Work instructions
Without the pictures, copy the entries below word for word.

◇ ◇ ◇

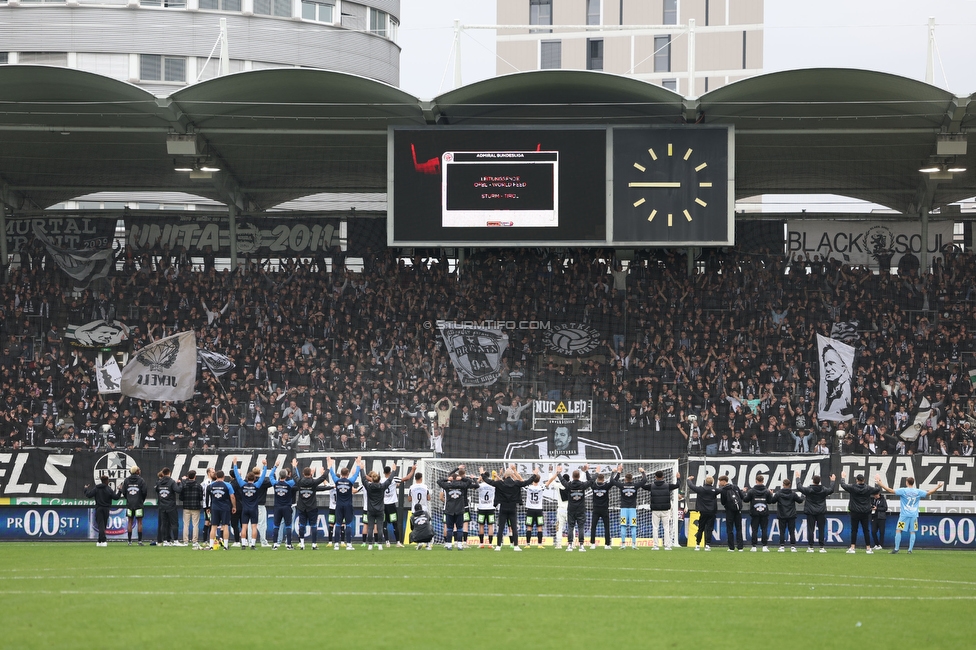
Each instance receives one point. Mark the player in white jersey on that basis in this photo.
(534, 514)
(332, 494)
(419, 495)
(391, 506)
(561, 497)
(486, 509)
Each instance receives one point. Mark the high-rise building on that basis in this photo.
(646, 39)
(162, 45)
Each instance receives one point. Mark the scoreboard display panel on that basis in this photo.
(497, 186)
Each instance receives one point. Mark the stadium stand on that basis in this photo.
(328, 359)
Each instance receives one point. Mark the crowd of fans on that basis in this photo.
(328, 358)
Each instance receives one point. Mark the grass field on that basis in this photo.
(74, 595)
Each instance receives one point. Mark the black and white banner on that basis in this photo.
(164, 370)
(83, 265)
(108, 377)
(218, 364)
(476, 353)
(860, 242)
(258, 237)
(69, 231)
(958, 473)
(572, 339)
(845, 331)
(97, 334)
(836, 376)
(55, 475)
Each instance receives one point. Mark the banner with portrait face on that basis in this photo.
(836, 359)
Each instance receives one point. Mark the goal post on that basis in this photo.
(435, 469)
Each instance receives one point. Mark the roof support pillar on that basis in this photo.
(4, 260)
(232, 230)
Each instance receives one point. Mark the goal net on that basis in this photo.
(440, 468)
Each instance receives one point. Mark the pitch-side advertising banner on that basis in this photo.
(860, 242)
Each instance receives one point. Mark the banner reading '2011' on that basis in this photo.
(263, 237)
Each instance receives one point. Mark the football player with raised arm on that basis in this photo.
(909, 497)
(344, 485)
(250, 492)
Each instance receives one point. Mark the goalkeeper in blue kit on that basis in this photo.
(908, 512)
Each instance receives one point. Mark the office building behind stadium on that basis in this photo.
(162, 45)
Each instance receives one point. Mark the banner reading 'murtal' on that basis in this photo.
(164, 370)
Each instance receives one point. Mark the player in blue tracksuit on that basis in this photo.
(343, 489)
(908, 510)
(284, 489)
(223, 503)
(250, 497)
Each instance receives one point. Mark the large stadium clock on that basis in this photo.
(672, 186)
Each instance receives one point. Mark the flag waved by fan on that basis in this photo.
(217, 363)
(82, 264)
(164, 370)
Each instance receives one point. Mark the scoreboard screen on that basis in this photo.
(500, 187)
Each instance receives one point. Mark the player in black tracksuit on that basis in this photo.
(168, 530)
(815, 509)
(629, 489)
(879, 512)
(456, 487)
(576, 511)
(786, 499)
(134, 491)
(103, 495)
(306, 489)
(508, 493)
(707, 506)
(732, 502)
(859, 506)
(758, 496)
(375, 510)
(600, 489)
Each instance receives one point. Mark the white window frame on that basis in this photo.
(599, 13)
(162, 69)
(557, 42)
(336, 13)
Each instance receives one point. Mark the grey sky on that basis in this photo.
(885, 35)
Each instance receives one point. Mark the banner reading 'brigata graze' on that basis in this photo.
(260, 237)
(958, 473)
(859, 242)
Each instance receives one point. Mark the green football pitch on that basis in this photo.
(74, 595)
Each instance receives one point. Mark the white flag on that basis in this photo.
(218, 364)
(164, 370)
(476, 353)
(836, 380)
(109, 376)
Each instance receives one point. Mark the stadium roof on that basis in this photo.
(282, 134)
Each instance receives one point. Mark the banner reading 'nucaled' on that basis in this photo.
(476, 353)
(836, 373)
(164, 370)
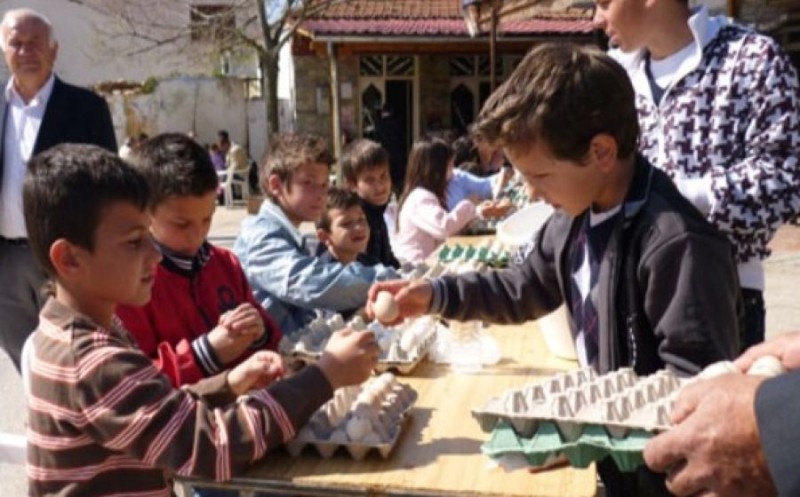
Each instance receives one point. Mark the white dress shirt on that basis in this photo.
(23, 121)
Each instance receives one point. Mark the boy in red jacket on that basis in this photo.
(202, 318)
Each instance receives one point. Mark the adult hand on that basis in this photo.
(714, 449)
(349, 357)
(489, 209)
(785, 347)
(413, 298)
(237, 330)
(243, 320)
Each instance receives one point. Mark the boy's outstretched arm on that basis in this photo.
(280, 269)
(124, 404)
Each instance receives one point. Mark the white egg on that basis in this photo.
(718, 369)
(385, 307)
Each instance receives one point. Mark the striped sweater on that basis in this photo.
(102, 420)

◇ ◇ ◇

Result for this task
Each instance receives one point. Mark the player in white jersey on that basis in this photo.
(534, 514)
(332, 494)
(419, 495)
(391, 506)
(561, 497)
(486, 509)
Each instance receives one point. Mark the high-rise building on that basis in this photo.
(646, 39)
(162, 45)
Each instance receives one point. Mark the scoreboard display panel on that basis in this photo.
(497, 186)
Each instance receives one point. Mark the stadium stand on that basis in this photo.
(328, 359)
Each instance receives one point. Mark the crowd of fans on that basis in this photo.
(328, 358)
Each instance receives one point. Mark the grass field on that basis in this photo.
(74, 595)
Each instance receives one point. Mark the black and white banner on that basis in this photo.
(164, 370)
(83, 265)
(108, 377)
(218, 364)
(476, 353)
(860, 242)
(258, 237)
(69, 231)
(958, 473)
(572, 339)
(845, 331)
(97, 334)
(836, 376)
(55, 475)
Each instance receives one point. Mark the banner with portrait face on that basis in this photo.
(836, 359)
Each instance receives one point. Mark the goal post on that basis in this photo.
(435, 469)
Each instance receives one point. Mark the roof support pillar on that basis in this photo.
(4, 260)
(232, 230)
Each instance receives one point. Mark the goal net on that basis in this photo.
(440, 468)
Each instance receives one point. Mark the pitch-side advertising banner on that basis in this photo.
(860, 242)
Each instance receives one point. Mark the banner reading '2011' on that basis in this photo.
(263, 237)
Each instance receives one point. Mark the football player with raised arm on that basis in this photo.
(909, 497)
(344, 485)
(250, 492)
Each instance receives one point. Mark the goalkeeper in blue kit on that basis in this photo.
(908, 512)
Each instance receives one point. Mark the office building behind stadium on that basis in this photo.
(162, 45)
Each instance receives one point. Mark the banner reading 'murtal' on that basis in this photo.
(164, 370)
Each instance receives one point. Mark the player in blue tracksuit on that basis in this photo.
(343, 489)
(908, 510)
(284, 489)
(223, 503)
(250, 497)
Each instance receives one point. Mark the large stadium clock on that basis in this photo.
(672, 186)
Each instance receives one point. Mark the flag waved by fan on that basis in this photo.
(217, 363)
(82, 264)
(164, 370)
Each instance receives one point. Mark the scoreboard screen on that basis in this photo.
(500, 187)
Each instance receives one point. Mark the player in black tracksuit on that basis in this photo.
(168, 530)
(815, 509)
(629, 489)
(879, 512)
(456, 487)
(576, 511)
(786, 499)
(134, 491)
(103, 495)
(306, 489)
(508, 493)
(707, 506)
(732, 502)
(859, 506)
(758, 496)
(375, 510)
(600, 489)
Each instance receives one point. Mark the white window frame on that basis in this photo.
(599, 13)
(162, 69)
(557, 42)
(336, 13)
Each instance receives one point. Mark the grey sky on that basis in this photo.
(885, 35)
Each instance receives one point. Mark the banner reading 'brigata graze' on that basis in this photo.
(260, 237)
(958, 473)
(859, 242)
Each instance receives one point. Mark the green football pitch on that basis in this photo.
(74, 595)
Each instance receives one point. Mark the white flag on that basis in this photo.
(218, 364)
(164, 370)
(476, 353)
(836, 380)
(109, 376)
Each instance receives one point. Mark the stadium roof on that basis in this photo.
(282, 134)
Each instance receives one point. Mark the banner reading 'nucaled' on that basis in this photo.
(476, 353)
(836, 373)
(164, 370)
Each instance receives one point. Mark the white dress shirt on that basis in this photo.
(23, 121)
Each instance receives one point. Mark the boy in red jacket on that basis in this photo.
(202, 318)
Each instance receives one point. Mark the adult hand on that basis in this photo.
(714, 449)
(349, 357)
(489, 209)
(785, 347)
(413, 298)
(237, 330)
(243, 320)
Each instance receives one point. Mark the boy's outstretched arm on that basis in this photo.
(280, 269)
(124, 404)
Each instance receives one point. Mark the white egg on that basis in this photo.
(718, 369)
(385, 307)
Each instance receives one point. Mark the striped sweater on that basis in this photo.
(102, 420)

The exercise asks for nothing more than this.